[Referring expression pointing data]
#####
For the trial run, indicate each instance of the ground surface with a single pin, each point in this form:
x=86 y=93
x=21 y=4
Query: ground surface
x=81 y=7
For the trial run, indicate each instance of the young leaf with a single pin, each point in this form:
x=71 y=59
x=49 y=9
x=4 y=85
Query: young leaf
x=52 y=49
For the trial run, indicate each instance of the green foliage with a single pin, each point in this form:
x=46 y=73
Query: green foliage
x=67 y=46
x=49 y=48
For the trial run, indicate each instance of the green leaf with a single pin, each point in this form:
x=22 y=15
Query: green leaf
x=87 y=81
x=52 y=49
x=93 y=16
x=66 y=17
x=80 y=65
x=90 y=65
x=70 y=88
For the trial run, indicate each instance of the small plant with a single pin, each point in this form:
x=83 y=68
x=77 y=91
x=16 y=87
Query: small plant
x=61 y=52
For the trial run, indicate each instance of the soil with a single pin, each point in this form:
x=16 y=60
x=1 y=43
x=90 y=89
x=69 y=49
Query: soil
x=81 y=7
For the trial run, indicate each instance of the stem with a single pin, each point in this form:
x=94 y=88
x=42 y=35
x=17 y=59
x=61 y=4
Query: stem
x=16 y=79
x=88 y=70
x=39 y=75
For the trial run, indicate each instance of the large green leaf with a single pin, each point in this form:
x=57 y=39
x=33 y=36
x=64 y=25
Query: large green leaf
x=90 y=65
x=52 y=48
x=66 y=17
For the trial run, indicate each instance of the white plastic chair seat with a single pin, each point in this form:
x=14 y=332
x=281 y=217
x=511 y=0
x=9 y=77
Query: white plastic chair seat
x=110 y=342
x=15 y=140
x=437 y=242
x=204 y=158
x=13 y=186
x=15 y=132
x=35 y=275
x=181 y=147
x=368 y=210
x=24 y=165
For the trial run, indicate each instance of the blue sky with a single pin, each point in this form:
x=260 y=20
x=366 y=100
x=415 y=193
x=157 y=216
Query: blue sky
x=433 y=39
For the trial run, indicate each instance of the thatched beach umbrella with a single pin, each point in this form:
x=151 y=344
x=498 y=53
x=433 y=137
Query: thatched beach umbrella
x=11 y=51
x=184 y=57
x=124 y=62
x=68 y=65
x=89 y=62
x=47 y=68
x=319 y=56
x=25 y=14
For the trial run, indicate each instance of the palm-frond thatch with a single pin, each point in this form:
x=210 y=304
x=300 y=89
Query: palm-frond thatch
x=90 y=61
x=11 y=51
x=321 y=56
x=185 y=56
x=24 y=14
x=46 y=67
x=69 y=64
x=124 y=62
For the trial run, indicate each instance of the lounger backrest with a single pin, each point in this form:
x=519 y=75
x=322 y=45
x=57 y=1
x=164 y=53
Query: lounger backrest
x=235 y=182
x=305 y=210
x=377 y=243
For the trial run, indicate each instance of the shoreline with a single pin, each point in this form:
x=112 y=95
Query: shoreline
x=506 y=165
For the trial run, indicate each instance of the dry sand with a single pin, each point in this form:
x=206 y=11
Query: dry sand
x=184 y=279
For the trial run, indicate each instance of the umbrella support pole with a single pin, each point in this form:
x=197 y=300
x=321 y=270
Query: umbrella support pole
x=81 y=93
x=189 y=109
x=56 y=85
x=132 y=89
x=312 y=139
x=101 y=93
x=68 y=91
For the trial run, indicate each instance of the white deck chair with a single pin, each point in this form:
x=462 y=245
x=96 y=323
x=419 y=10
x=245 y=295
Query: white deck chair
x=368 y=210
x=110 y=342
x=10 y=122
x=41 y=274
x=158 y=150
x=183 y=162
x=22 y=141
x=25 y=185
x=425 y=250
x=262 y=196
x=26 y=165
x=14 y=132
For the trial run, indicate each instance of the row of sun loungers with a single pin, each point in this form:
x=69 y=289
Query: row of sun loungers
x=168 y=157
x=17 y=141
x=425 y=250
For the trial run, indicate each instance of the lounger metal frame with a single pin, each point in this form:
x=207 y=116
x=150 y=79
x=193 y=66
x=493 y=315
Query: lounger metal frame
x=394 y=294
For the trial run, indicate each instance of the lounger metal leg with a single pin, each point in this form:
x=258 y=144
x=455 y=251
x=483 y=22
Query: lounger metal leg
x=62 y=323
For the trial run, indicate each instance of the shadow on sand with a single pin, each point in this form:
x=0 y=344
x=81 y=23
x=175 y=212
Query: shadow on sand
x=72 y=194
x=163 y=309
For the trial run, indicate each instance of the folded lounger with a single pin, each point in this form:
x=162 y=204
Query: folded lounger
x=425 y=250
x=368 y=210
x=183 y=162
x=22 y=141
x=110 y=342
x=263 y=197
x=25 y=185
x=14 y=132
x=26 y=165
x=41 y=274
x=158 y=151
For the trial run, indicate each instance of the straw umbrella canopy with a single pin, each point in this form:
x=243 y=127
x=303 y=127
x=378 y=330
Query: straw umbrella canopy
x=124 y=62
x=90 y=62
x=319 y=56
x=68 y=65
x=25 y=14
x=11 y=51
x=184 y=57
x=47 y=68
#####
• _Task instructions_: Print all entries again, exactly.

• _Task solution_:
For the trial run, indicate each instance of the ground surface with a single pin, each point in this form:
x=86 y=93
x=21 y=4
Query: ground surface
x=81 y=7
For the trial run, indicate each instance of the young leaf with a single pin, each point in this form:
x=71 y=59
x=49 y=9
x=4 y=85
Query: young leaf
x=52 y=49
For the trial run, indicate each instance of the green foliage with a single pin, each point in this form:
x=46 y=73
Query: green foliage
x=67 y=46
x=49 y=48
For the trial run, indicate each instance of the green leaf with a single pin, each point in this form:
x=22 y=15
Query: green leaf
x=87 y=81
x=52 y=49
x=93 y=16
x=66 y=17
x=80 y=65
x=90 y=65
x=70 y=88
For the trial run, indicate each instance of the small plant with a single pin, each point in this form:
x=83 y=68
x=77 y=91
x=16 y=87
Query: small plant
x=61 y=52
For the trial run, indicate each instance of the soil with a single pin, each point in this form:
x=16 y=60
x=1 y=43
x=90 y=89
x=69 y=49
Query: soil
x=81 y=7
For the trial run, indicate each instance of the stem with a single pin, each point in this form:
x=94 y=88
x=42 y=35
x=17 y=59
x=61 y=4
Query: stem
x=16 y=79
x=88 y=70
x=39 y=75
For the trial run, indicate each instance of the large green leaf with a single pin, each point in this form:
x=57 y=39
x=33 y=36
x=64 y=25
Query: large green leaf
x=90 y=65
x=52 y=48
x=66 y=17
For the trial run, indicate each instance of the white plastic chair seat with a single pin, each point in this form:
x=14 y=332
x=281 y=217
x=511 y=0
x=9 y=77
Query: white plastic chair seat
x=110 y=342
x=15 y=140
x=437 y=242
x=204 y=158
x=13 y=186
x=15 y=132
x=35 y=275
x=181 y=147
x=368 y=210
x=24 y=165
For the trial run, indicate each instance of the blue sky with a single pin, each point in this form:
x=260 y=20
x=366 y=100
x=415 y=193
x=157 y=216
Query: blue sky
x=433 y=39
For the trial run, indicate each instance of the thatched beach umbrella with a single pin, each point in this form:
x=151 y=344
x=498 y=53
x=433 y=137
Query: thatched beach umbrella
x=11 y=51
x=184 y=57
x=124 y=62
x=68 y=65
x=89 y=62
x=47 y=68
x=319 y=56
x=25 y=14
For the trial run, indicate each instance of the palm-frond thatch with a single pin, each point in this form:
x=210 y=304
x=300 y=89
Query: palm-frond thatch
x=90 y=61
x=11 y=51
x=321 y=56
x=185 y=56
x=24 y=14
x=46 y=67
x=69 y=64
x=124 y=62
For the trial run, indicate each instance of the lounger backrest with a single pin, each point in this form:
x=519 y=75
x=322 y=45
x=57 y=1
x=164 y=53
Query: lounger backrest
x=235 y=182
x=305 y=210
x=377 y=243
For the trial run, indicate each instance of the shoreline with a single pin, each point in this form:
x=112 y=95
Query: shoreline
x=506 y=165
For the trial run, indicate each instance of the dry sand with a single pin, each point in this form:
x=206 y=11
Query: dry sand
x=184 y=279
For the trial run, indicate each instance of the umbrella support pole with a single pin, each point in this form:
x=197 y=300
x=321 y=270
Query: umbrella support pole
x=81 y=93
x=189 y=109
x=56 y=85
x=132 y=89
x=312 y=139
x=101 y=93
x=68 y=91
For the trial run, indicate each instance of the white deck chair with a single pin, each point in this form:
x=462 y=245
x=96 y=323
x=419 y=10
x=245 y=295
Query: white deck chair
x=368 y=210
x=110 y=342
x=10 y=122
x=41 y=274
x=158 y=150
x=183 y=162
x=22 y=141
x=25 y=185
x=425 y=250
x=262 y=196
x=26 y=165
x=14 y=132
For the trial run, indicate each instance of the row of sun loungers with a single pin, each point in this form:
x=69 y=289
Query: row of sun loungers
x=168 y=157
x=17 y=141
x=425 y=250
For the trial run, indicate each instance of the lounger metal frame with a single pin, each point in this form:
x=207 y=116
x=150 y=79
x=193 y=66
x=493 y=315
Query: lounger metal frame
x=394 y=294
For the trial run, indicate each instance of the lounger metal leg with a single pin, each point in this form:
x=258 y=144
x=455 y=251
x=483 y=22
Query: lounger metal leg
x=62 y=323
For the trial run, indicate each instance of the shadow on sand with a single pin, each point in this form:
x=0 y=344
x=81 y=23
x=175 y=212
Query: shadow on sand
x=72 y=194
x=163 y=309
For the trial run, indicate each instance of the folded lounger with a single pin, each point in this form:
x=162 y=204
Query: folded lounger
x=425 y=250
x=368 y=210
x=183 y=162
x=22 y=141
x=110 y=342
x=263 y=197
x=25 y=185
x=14 y=132
x=26 y=165
x=41 y=274
x=158 y=151
For the trial run, indicate each instance of the straw umbrella canopy with a single pin, each point in this form:
x=243 y=127
x=303 y=127
x=378 y=330
Query: straw umbrella canopy
x=124 y=62
x=90 y=62
x=319 y=56
x=68 y=65
x=25 y=14
x=11 y=51
x=184 y=57
x=47 y=68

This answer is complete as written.